■ **What this task involves**: Output the whole listing exactly, except for the pictures in it.

■ **Excerpted data**:

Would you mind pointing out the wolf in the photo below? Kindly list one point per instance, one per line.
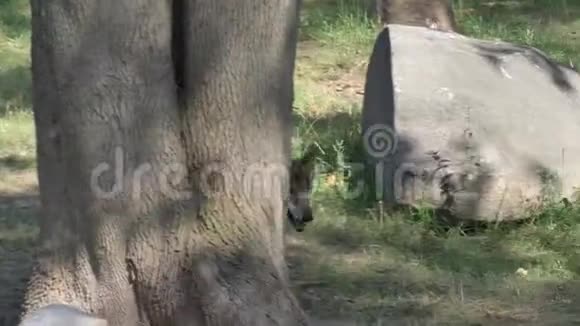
(302, 171)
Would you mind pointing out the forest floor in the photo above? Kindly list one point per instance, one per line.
(349, 265)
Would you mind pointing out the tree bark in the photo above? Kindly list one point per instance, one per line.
(151, 119)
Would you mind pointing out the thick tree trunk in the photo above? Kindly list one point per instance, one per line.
(151, 117)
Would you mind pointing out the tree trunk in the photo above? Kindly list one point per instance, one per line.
(152, 119)
(436, 14)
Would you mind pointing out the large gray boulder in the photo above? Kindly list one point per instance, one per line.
(483, 130)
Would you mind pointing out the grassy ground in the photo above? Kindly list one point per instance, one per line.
(349, 264)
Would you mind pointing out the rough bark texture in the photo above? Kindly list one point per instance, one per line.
(436, 14)
(150, 117)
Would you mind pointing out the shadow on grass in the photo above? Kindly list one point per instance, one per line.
(17, 163)
(421, 276)
(18, 229)
(544, 11)
(14, 17)
(15, 90)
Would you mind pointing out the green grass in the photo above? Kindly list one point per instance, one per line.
(353, 261)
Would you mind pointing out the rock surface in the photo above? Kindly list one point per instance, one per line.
(484, 130)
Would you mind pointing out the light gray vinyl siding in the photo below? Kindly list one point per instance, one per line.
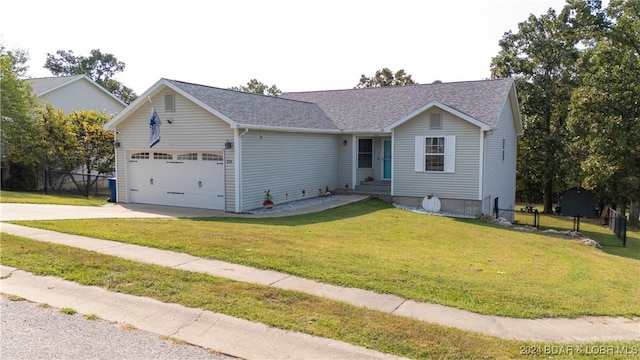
(192, 128)
(286, 163)
(82, 95)
(345, 160)
(229, 180)
(500, 176)
(461, 184)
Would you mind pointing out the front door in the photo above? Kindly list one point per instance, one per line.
(386, 159)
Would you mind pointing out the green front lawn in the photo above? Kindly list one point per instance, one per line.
(283, 309)
(56, 199)
(370, 245)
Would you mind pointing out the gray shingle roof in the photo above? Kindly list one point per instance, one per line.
(373, 109)
(259, 110)
(370, 109)
(43, 85)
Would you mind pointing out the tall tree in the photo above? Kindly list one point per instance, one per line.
(541, 57)
(257, 87)
(99, 67)
(57, 144)
(385, 77)
(93, 152)
(605, 108)
(18, 130)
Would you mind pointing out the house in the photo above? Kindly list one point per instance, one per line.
(78, 92)
(223, 149)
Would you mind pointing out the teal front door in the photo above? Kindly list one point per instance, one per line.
(386, 159)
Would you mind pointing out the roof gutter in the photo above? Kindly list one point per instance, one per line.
(247, 127)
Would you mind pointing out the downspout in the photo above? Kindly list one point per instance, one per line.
(238, 173)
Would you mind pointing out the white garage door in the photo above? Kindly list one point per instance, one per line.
(187, 178)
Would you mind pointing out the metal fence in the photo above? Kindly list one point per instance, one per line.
(528, 215)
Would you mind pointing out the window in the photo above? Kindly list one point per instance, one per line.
(140, 156)
(365, 153)
(162, 156)
(169, 102)
(435, 154)
(211, 157)
(436, 122)
(189, 156)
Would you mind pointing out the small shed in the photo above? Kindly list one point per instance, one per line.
(578, 201)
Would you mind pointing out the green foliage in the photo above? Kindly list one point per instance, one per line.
(385, 77)
(99, 67)
(257, 87)
(605, 112)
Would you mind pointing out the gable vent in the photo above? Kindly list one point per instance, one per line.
(436, 122)
(169, 102)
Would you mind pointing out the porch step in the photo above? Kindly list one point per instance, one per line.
(376, 189)
(379, 186)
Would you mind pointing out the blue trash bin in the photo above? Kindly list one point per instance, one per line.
(112, 187)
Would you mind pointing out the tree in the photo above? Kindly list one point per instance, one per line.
(56, 146)
(605, 108)
(257, 87)
(541, 57)
(99, 67)
(17, 118)
(385, 77)
(93, 152)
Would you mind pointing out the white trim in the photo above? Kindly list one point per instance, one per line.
(446, 108)
(286, 129)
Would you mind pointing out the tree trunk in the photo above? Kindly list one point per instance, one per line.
(548, 197)
(634, 214)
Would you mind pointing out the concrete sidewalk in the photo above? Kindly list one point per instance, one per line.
(554, 330)
(226, 334)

■ **Task solution**:
Would you mind pointing out the wolf in the photo below? Kindly list one point per instance, one per line.
(302, 171)
Would you mind pointing out the forest floor in the photo above? Kindly list one point per instance, one per line.
(349, 265)
Would you mind pointing out the tree bark in the photo above? Kindly list one point per instance, one per line.
(151, 119)
Would you mind pointing out the thick tree trunk in the photo above? Kindly list one point per instance, one per line.
(151, 117)
Would you mind pointing out the tree trunk in the photo above? Kindly list one point per instance, one per line.
(152, 119)
(436, 14)
Would you mind pointing out the large gray boulder in the photo above? Kindly list one point per instance, one per line.
(483, 130)
Would you mind pointing out the grassy ground in the photo above? Kindly list one point per instance, one per line.
(349, 264)
Would you mind pointing out the rough bark texture in the photo above? Kindly list one point per instance, one per line.
(436, 14)
(150, 117)
Would you mind pointing out the shadow on grass in the photo above? Kindly list one point per instance, one per line.
(17, 163)
(421, 276)
(18, 229)
(544, 11)
(14, 17)
(15, 90)
Would you mind pointing out the green grass in the photo above? Kindly list one point per instance, one per line.
(353, 261)
Would you mind pointing out the rock surface in the photo above? Kindly list one point per instance, one per line.
(484, 130)
Would you mind pointing out the light gray vinyl siding in the photo below? Kindly list one point per instance, one per line.
(192, 128)
(286, 163)
(82, 95)
(345, 160)
(229, 180)
(500, 176)
(461, 184)
Would you mind pointing out the front door in the photo above? Kindly list one point per instance, one per line.
(386, 159)
Would you mind pointing out the green front lawn in the photo above? Kindly list one point per instance, one per line.
(283, 309)
(56, 199)
(370, 245)
Would you mind pointing out the gray shingle roof in the photo above? Kindly list one point per instance, one per line.
(373, 109)
(259, 110)
(370, 109)
(43, 85)
Would you mind pointing out the tall tree in the photo above? Kindly list one point per instance, one per line.
(541, 57)
(257, 87)
(99, 67)
(57, 144)
(385, 77)
(93, 152)
(605, 108)
(18, 130)
Would you mind pointing out the house in the photo above? Kindly list one point per instance, one per line.
(78, 92)
(223, 149)
Would you mind pointing out the teal front door in the photo above? Kindly list one point per instance, one per line.
(386, 159)
Would you mind pointing out the roof gutter in the photo above? Kindly list one point per instance, one per line.
(247, 127)
Would you mind pointing out the downspout in the photo above? Kindly list one point per instance, one per line.
(238, 173)
Would you mind pointing out the white garage door in the photo above? Kindly list one point per instance, one per line.
(187, 178)
Would you mind pointing out the metal fence in the photo above? Kindly list one point per instance, one per line.
(528, 215)
Would you mind pointing out the window in the photo above? Kindly list one point per instance, one per line.
(140, 156)
(365, 153)
(162, 156)
(169, 102)
(435, 154)
(211, 157)
(436, 122)
(189, 156)
Would you mind pointing out the small shed in the photo above? Kindly list one point per instance, one per line.
(578, 201)
Would you mind pointing out the green foliage in the photo above? Kindly list one point per instance, one per line.
(385, 77)
(99, 67)
(257, 87)
(605, 112)
Would you mind pointing out the gable vent in the photo above? Kindly list one point per instance, one per line.
(436, 122)
(169, 102)
Would you mind pointing out the porch step in the photo above? Kindly list one point per instance, one per line.
(376, 189)
(379, 186)
Would you mind pointing out the blue trash bin in the photo above? Kindly list one point per instance, one per line.
(112, 187)
Would you mind pointing out the tree in the photo above? Kindly list one point per instance, one per line.
(56, 146)
(605, 108)
(257, 87)
(541, 57)
(99, 67)
(17, 118)
(385, 77)
(93, 152)
Would you mind pointing out the white trim in the photo above? Kindly list one point per instance, one per line.
(446, 108)
(286, 129)
Would you mind pointing out the tree trunk in the photo above? Kindly list one point per instance, one per line.
(548, 197)
(634, 214)
Would you mind pointing out the concrete sidewalk in the photo above? Kindly list one point per instance, one per line.
(554, 330)
(226, 334)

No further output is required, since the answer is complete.